● Tasks to complete
1. In the post on distance calculations, by roughly what percentage were integers faster than floats?
2. Carry on the post on distance calculations from its last sentence.

Manhattan distance is actually useful to solve certain types of problems
(i.e, a problem where moving at an angle is not possible).. I wouldn't say
it's inferior, but it's not equivalent to euclidean distance and shouldn't
ever really be used in lieu of it.

another thing I've noticed is that
distsquared=(i-j)*(k-l) + (i-j)*(k-l)
is ~4% faster with integers, and ~3% faster with floats on a p3-800 in
win2000.. while playing mp3s in winamp and having wincvs, pythonwin, and
outlook running.  Another thing of note, ints were faster than floats by
~16%.. this could be due to the fact that winamp is probably using a bunch
of flops, but then again, I have dual cpus so chances are winamp and python
weren't even on the same cpu.

this might be a bit different with objects in the picture.. I don't how well
python caches/compiles that sort of thing, I haven't been using it long
enough to tell and I definitely haven't looked at python bytecode yet.

This is because python is using a general purpose exponentiating operator,
instead of something optimized to do squares.  It would be kinda sweet to
get that into the official compiler though.. to turn an explicit **2 into a

I don't know how proficient you are with applied math, but if you wanted
accurate results to an arbitrarily rotated bounding quad, you could write a
modified version of any scanline algo like bresenham's (to account for
opposite lines being parallel for speed).. toss out any points not in the
bounding rectangle from (minX,minY) to (maxX,maxY), then find the scanline
involved and calculate if the point is between those two lines.  It should
be an order of magnitude or two faster than per-pixel if you do it right,
but not as fast as a circular algo (even though there are no multiplies)

● Data
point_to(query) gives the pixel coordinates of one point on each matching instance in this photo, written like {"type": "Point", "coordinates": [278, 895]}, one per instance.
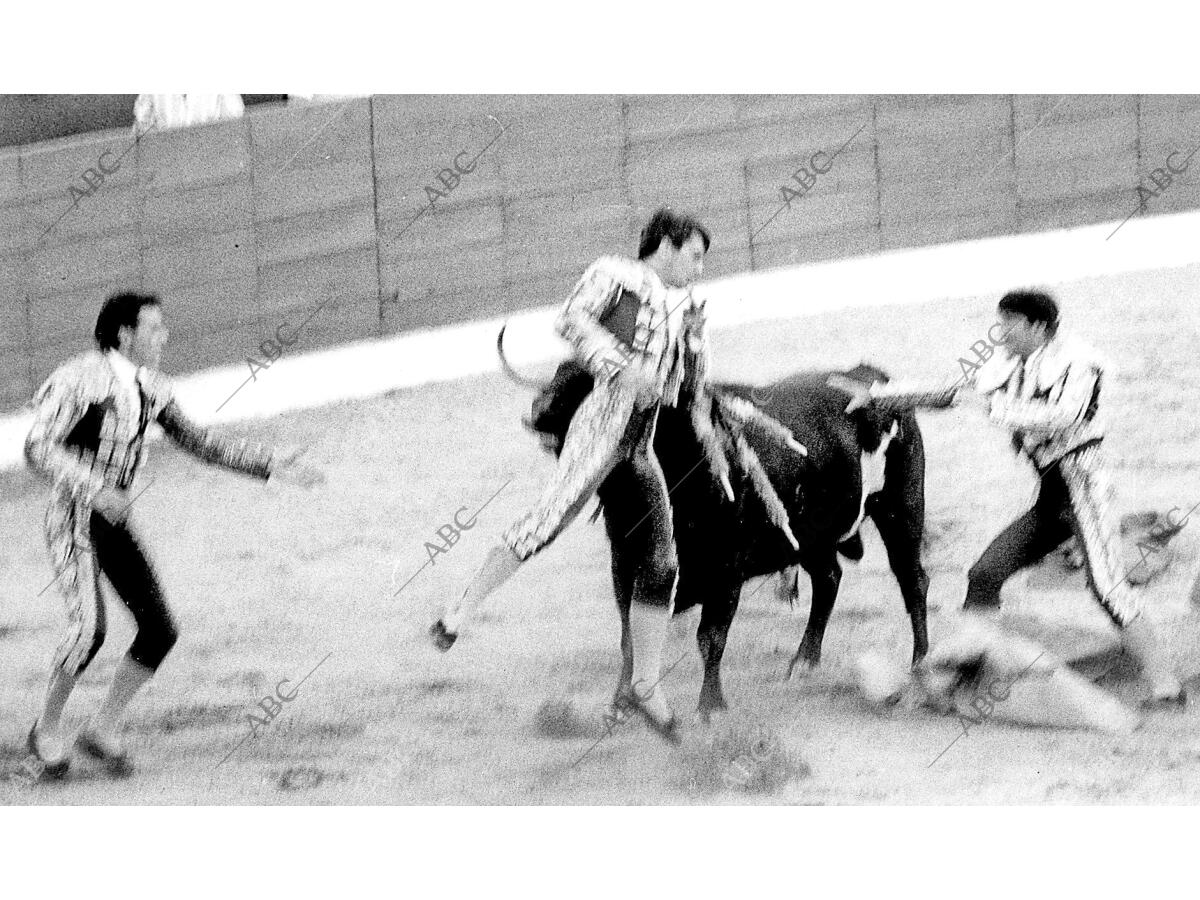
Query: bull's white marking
{"type": "Point", "coordinates": [873, 466]}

● Answer list
1. About 16%.

2.
just cause there are so few ops involved with the circular thing.

and what you're talking about definitely isn't spherical distance, you need
a sphere for that =P  This is euclidean distance in R^2, which you could
probably call "circular", but I wouldn't.

disclaimer:  before I quit school, I had changed my major from compsci to
theoretical math


-----Original Message-----
From: owner-pygame-users@seul.org [mailto:owner-pygame-users@seul.org]On
Behalf Of Michael Robin
Sent: Saturday, June 30, 2001 3:02 AM
To: pygame-users@seul.org
Subject: RE: [pygame] How to rotate a rect

This is what I get for not reading your post (and my own) carefully -
nothing's worse than an overly-pedantic post that's also wrong...
The line I proposed with "*" in place of your "+" is garbage.

The Euclidian solution should be:

	limitsize = object1.size1 + object2.size2 # /2 depends on radius vs.
	limitsize *= limitsize
	distsquared = (object2.x - object1.x)**2 + (object2.y - object1.y)**2
	if distsquared <= limitsize:
		# Boom!

(Of course, remove line 2 and add a sqrt to distsquared if you really want
to know how many pixels the centers are from each other.)
This gives the "real" (spherical) distance, and also takes care of abs(),
which I beleive you'd need to add to the Manhatan equation.

The Manhattan version (useful in the days when you couldn't mult/div/sqrt
very fast, but now inferior) would be:

	limitsize = object1.size1 + object2.size2 # /2 depends on radius vs.
	# optional inflation fudge-factor to average out shrunken corners
	# (there's probably a real # that can be found by someone smarter than me)
	# limitsize *= 1.1
	distsquared = abs(object2.x - object1.x) + abs(object2.y - object1.y)
	if distsquared <= limitsize:
		# Boom!

Of course, I'm sure you all know all this basic crap already - but I thought
better to correct my own screw-up.
(And now I see that given that you named the variable "distsquared" and you
squard limitsize, it was probably just a typo in the first place to omit the
**2, so Manhattan nor any other bourough of NYC was ever intended... Arg.)


-----Original Message-----
From: owner-pygame-users@seul.org [mailto:owner-pygame-users@seul.org]On
Behalf Of Michael Robin
Sent: Friday, June 29, 2001 9:02 PM
To: pygame-users@seul.org
Subject: RE: [pygame] How to rotate a rect

I think what you described is usually called the Manhattan distance.
(Basically because your measuring the "number of blocks" between objects.)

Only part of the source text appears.